» TASK GOAL
Write out precisely the lines beginning with the line that contains "the man conducting" and ending with the last line of the entries, and no other lines.

Collected data entries

————

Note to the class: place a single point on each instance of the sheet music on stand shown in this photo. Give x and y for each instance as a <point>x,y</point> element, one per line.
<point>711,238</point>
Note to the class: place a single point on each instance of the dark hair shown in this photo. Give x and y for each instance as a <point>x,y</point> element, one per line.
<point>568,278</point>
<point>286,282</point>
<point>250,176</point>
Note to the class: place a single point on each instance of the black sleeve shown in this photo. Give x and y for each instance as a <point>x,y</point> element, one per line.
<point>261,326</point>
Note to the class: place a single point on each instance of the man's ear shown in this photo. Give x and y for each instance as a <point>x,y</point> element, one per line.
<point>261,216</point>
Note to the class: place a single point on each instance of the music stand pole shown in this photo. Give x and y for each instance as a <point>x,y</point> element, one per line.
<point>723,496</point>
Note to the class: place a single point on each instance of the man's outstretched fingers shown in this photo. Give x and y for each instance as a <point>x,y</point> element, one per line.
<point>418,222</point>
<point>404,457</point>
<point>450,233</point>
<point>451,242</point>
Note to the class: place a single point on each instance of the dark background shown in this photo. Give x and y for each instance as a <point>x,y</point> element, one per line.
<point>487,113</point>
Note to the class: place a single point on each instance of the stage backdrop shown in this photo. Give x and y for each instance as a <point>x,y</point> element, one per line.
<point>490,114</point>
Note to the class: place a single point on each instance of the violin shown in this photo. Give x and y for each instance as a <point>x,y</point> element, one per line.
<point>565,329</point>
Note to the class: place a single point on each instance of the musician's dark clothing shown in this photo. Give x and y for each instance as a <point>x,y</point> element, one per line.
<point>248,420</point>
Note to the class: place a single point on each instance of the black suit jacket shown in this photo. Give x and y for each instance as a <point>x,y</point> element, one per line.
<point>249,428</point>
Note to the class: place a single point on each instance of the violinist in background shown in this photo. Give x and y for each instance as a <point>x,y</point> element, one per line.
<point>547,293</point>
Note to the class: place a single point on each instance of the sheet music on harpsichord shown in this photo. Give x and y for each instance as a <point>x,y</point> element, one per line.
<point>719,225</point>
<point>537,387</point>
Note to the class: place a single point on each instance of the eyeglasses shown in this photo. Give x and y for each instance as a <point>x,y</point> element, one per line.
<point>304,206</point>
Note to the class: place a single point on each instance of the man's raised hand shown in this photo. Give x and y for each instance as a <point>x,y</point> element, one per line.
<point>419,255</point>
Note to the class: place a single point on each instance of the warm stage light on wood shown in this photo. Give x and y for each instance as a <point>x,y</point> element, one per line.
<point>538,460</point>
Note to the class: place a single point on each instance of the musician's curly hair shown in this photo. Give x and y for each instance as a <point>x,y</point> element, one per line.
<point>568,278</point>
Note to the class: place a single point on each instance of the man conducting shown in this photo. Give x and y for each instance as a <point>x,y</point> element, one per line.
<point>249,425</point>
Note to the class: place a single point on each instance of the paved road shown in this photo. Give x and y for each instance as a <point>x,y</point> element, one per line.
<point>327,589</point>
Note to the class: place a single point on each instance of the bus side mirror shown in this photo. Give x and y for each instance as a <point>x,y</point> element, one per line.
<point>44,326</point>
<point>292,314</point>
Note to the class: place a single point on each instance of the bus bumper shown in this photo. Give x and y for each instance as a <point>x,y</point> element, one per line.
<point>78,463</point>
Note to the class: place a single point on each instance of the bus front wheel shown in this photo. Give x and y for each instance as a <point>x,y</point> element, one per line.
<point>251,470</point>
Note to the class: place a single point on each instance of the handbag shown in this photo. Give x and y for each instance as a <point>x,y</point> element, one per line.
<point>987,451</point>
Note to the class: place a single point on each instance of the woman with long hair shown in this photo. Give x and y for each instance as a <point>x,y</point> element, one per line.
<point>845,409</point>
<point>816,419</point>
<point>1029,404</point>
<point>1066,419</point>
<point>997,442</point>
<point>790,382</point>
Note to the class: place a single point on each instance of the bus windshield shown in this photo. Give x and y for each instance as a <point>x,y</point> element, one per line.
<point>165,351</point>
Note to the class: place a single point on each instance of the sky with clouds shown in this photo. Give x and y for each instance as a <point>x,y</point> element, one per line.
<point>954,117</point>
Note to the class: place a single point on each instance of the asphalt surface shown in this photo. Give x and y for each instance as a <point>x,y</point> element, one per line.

————

» SOLVED PROBLEM
Note to the class: place a single point on each instance of the man conducting shown in this photo. Give x and y for each instance as a <point>x,y</point> element, one per line.
<point>249,425</point>
Note to the class: place a single point on each instance of the paved road shown in this photo. Give x and y for each instance as a <point>x,y</point> element, one per line.
<point>327,589</point>
Note to the class: place a single point on each instance of the bus side mirror shown in this photo. Give x and y for each instance as a <point>x,y</point> element, one per line.
<point>44,326</point>
<point>292,314</point>
Note to the class: place a single point on each instance of the bus bumper shown in this photo. Give x and y for each instance as a <point>x,y</point> element, one per line.
<point>78,463</point>
Note to the class: place a single point on each instance of the bus front wheel shown in this photo. Give x and y for each instance as a <point>x,y</point> element, one per line.
<point>251,470</point>
Note to the class: place a single point on each instance of the handbag shown in this photo. Give x and y for each instance as a <point>x,y</point> element, one per line.
<point>987,451</point>
Note to the class: place a single point on each instance of the woman with long hair shown in this photo. Give x and y for each instance as a <point>x,y</point> element, one per line.
<point>845,409</point>
<point>816,419</point>
<point>1029,404</point>
<point>1066,419</point>
<point>997,442</point>
<point>790,382</point>
Note to the class: place a single point on each instance of the bus windshield shown in this photo. Give x and y for each instance as a <point>x,y</point> element, one per line.
<point>165,351</point>
Note to the class: place a single point on each instance of the sky with clouds shown in this photo. Give x and y for each instance as a <point>x,y</point> element, one per line.
<point>954,117</point>
Note to the class: place a single point on each instance of the asphalt surface shown in this photo. Give x and y for each instance as a <point>x,y</point> element, one per line.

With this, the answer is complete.